Instructions to follow »
Can you copy out every one of the records below line for line, without changing anything and leaving the pictures out?

Records for this exercise »
--------------------

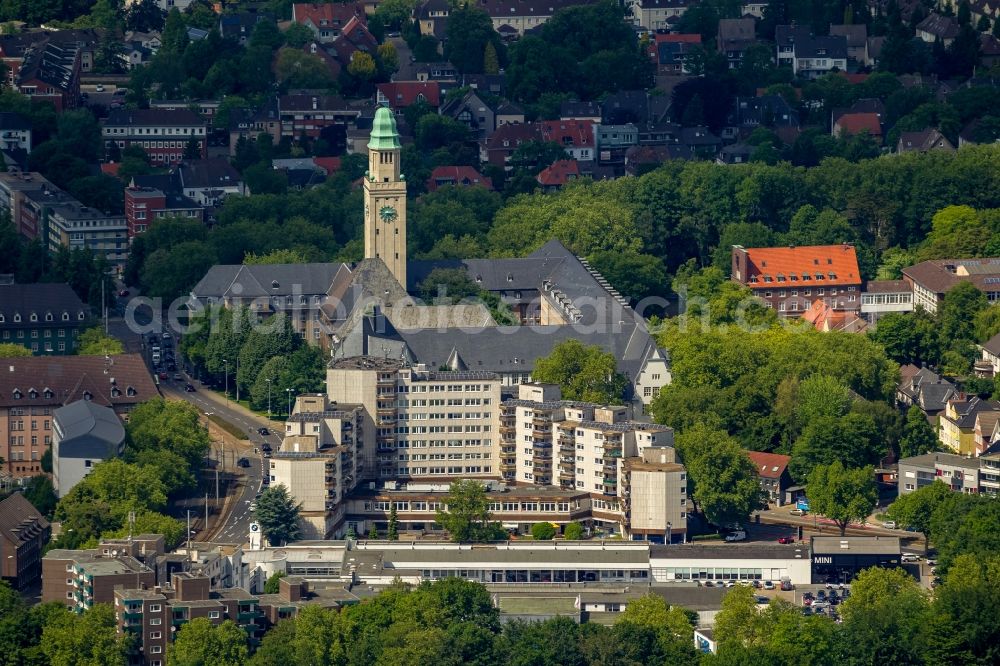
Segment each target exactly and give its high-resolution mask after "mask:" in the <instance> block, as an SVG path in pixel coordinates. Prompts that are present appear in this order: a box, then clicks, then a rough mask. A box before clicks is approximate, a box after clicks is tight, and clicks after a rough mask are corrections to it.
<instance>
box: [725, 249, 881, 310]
mask: <svg viewBox="0 0 1000 666" xmlns="http://www.w3.org/2000/svg"><path fill="white" fill-rule="evenodd" d="M732 279H733V281H735V282H738V283H739V284H742V285H744V286H746V287H749V288H750V291H751V292H752V293H753V295H754V296H756V297H758V298H760V299H761V300H763V301H764V304H765V305H766V306H767V307H769V308H774V309H775V310H776V311H777V312H778V313H779V314H780V315H781V316H784V317H798V316H799V315H801V314H802V313H803V312H805V311H806V310H808V309H809V308H810V306H811V305H812V303H813V301H814V300H816V299H819V300H822V301H825V302H826V303H827V304H828V305H829V306H830V307H832V308H833V310H838V311H839V310H859V309H860V307H861V299H860V295H861V282H862V280H861V271H860V270H859V269H858V258H857V252H856V251H855V249H854V246H853V245H849V244H847V243H844V244H841V245H814V246H802V247H794V246H790V247H787V248H744V247H743V246H741V245H734V246H733V251H732Z"/></svg>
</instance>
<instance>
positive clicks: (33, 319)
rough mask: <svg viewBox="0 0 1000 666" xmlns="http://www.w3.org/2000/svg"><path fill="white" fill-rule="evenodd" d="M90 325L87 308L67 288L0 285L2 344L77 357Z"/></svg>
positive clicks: (38, 285) (43, 284)
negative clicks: (83, 332)
mask: <svg viewBox="0 0 1000 666" xmlns="http://www.w3.org/2000/svg"><path fill="white" fill-rule="evenodd" d="M87 321H88V318H87V308H86V307H85V306H84V304H83V302H82V301H80V297H79V296H77V295H76V292H74V291H73V290H72V289H71V288H70V287H69V285H67V284H64V283H39V284H0V343H3V344H16V345H21V346H22V347H25V348H27V349H30V350H31V351H32V353H35V354H73V353H75V352H76V347H77V336H78V334H79V332H80V331H81V330H83V328H84V327H85V326H86V324H87Z"/></svg>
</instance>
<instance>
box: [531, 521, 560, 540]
mask: <svg viewBox="0 0 1000 666" xmlns="http://www.w3.org/2000/svg"><path fill="white" fill-rule="evenodd" d="M558 533H559V531H558V530H557V529H556V528H555V527H553V526H552V523H535V524H534V525H532V526H531V536H532V537H533V538H534V539H535V541H551V540H552V539H553V538H554V537H555V536H556V534H558Z"/></svg>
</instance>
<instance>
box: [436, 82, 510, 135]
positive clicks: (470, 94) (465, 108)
mask: <svg viewBox="0 0 1000 666" xmlns="http://www.w3.org/2000/svg"><path fill="white" fill-rule="evenodd" d="M441 115H442V116H447V117H449V118H451V119H452V120H457V121H458V122H460V123H462V124H463V125H466V126H467V127H468V128H469V132H470V135H471V136H473V137H475V139H476V140H477V141H482V140H483V139H485V138H486V137H488V136H489V135H490V134H492V133H493V130H495V129H496V128H497V121H496V111H494V110H493V107H492V106H491V105H490V104H489V103H487V102H486V101H484V100H483V98H482V96H481V95H480V94H479V92H478V91H475V90H470V91H469V92H467V93H465V94H464V95H462V97H460V98H457V99H453V100H451V101H450V102H445V103H444V104H442V105H441Z"/></svg>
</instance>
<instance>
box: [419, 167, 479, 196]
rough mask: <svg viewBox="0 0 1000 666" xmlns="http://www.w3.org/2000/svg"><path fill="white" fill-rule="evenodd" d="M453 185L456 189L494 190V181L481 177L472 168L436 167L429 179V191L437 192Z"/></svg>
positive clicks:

--------------------

Reply »
Segment each target exactly and give its high-resolution mask after "mask:" in the <instance> block, as an SVG path in pixel coordinates. Prompts that are present appear in this order: a box, then clicks, then a rough mask. A box before clicks is approximate, a box after clicks is tight, and clicks after a rough mask are corrections to it.
<instance>
box: [725, 249, 881, 310]
mask: <svg viewBox="0 0 1000 666" xmlns="http://www.w3.org/2000/svg"><path fill="white" fill-rule="evenodd" d="M732 279H733V281H735V282H738V283H739V284H742V285H744V286H746V287H749V288H750V291H751V292H752V293H753V295H754V296H756V297H758V298H760V299H761V300H763V301H764V304H765V305H766V306H767V307H769V308H774V309H775V310H776V311H777V312H778V313H779V314H780V315H781V316H784V317H798V316H799V315H801V314H802V313H803V312H805V311H806V310H808V309H809V308H810V306H811V305H812V303H813V301H814V300H816V299H819V300H822V301H825V302H826V303H827V304H828V305H829V306H830V307H832V308H833V310H838V311H839V310H859V309H860V307H861V299H860V295H861V282H862V280H861V271H860V270H859V269H858V258H857V252H856V251H855V249H854V246H853V245H849V244H847V243H844V244H841V245H814V246H802V247H794V246H790V247H787V248H744V247H743V246H741V245H734V246H733V251H732Z"/></svg>
</instance>
<instance>
positive clicks: (33, 319)
rough mask: <svg viewBox="0 0 1000 666" xmlns="http://www.w3.org/2000/svg"><path fill="white" fill-rule="evenodd" d="M90 325L87 308L67 288L0 285L2 344L77 357Z"/></svg>
positive clicks: (38, 285) (43, 284)
negative clicks: (83, 332)
mask: <svg viewBox="0 0 1000 666" xmlns="http://www.w3.org/2000/svg"><path fill="white" fill-rule="evenodd" d="M87 321H88V318H87V308H86V307H85V306H84V304H83V302H82V301H80V297H79V296H77V295H76V292H74V291H73V290H72V289H71V288H70V287H69V285H67V284H64V283H39V284H0V343H3V344H16V345H21V346H22V347H25V348H27V349H30V350H31V351H32V353H35V354H73V353H75V352H76V347H77V336H78V334H79V332H80V331H81V330H83V328H84V327H85V326H86V324H87Z"/></svg>
</instance>
<instance>
box: [531, 521, 560, 540]
mask: <svg viewBox="0 0 1000 666" xmlns="http://www.w3.org/2000/svg"><path fill="white" fill-rule="evenodd" d="M558 533H559V531H558V530H557V529H556V528H555V527H553V526H552V523H535V524H534V525H532V526H531V536H532V537H533V538H534V539H535V541H551V540H552V539H553V538H554V537H555V536H556V534H558Z"/></svg>
</instance>
<instance>
box: [436, 82, 510, 135]
positive clicks: (470, 94) (465, 108)
mask: <svg viewBox="0 0 1000 666" xmlns="http://www.w3.org/2000/svg"><path fill="white" fill-rule="evenodd" d="M441 115H442V116H447V117H449V118H451V119H452V120H457V121H458V122H460V123H462V124H463V125H466V126H467V127H468V128H469V132H470V135H471V136H473V137H475V139H476V140H477V141H482V140H483V139H485V138H486V137H488V136H489V135H490V134H492V133H493V130H495V129H496V128H497V121H496V111H494V110H493V107H492V106H491V105H490V104H489V103H487V102H486V101H484V100H483V98H482V96H481V95H480V94H479V92H478V91H475V90H470V91H469V92H467V93H465V94H464V95H462V97H460V98H457V99H453V100H451V101H450V102H445V103H444V104H442V105H441Z"/></svg>
</instance>
<instance>
box: [419, 167, 479, 196]
rough mask: <svg viewBox="0 0 1000 666" xmlns="http://www.w3.org/2000/svg"><path fill="white" fill-rule="evenodd" d="M453 185L456 189L494 190V181L481 177L472 168L436 167L429 179V191L437 192Z"/></svg>
positive clicks:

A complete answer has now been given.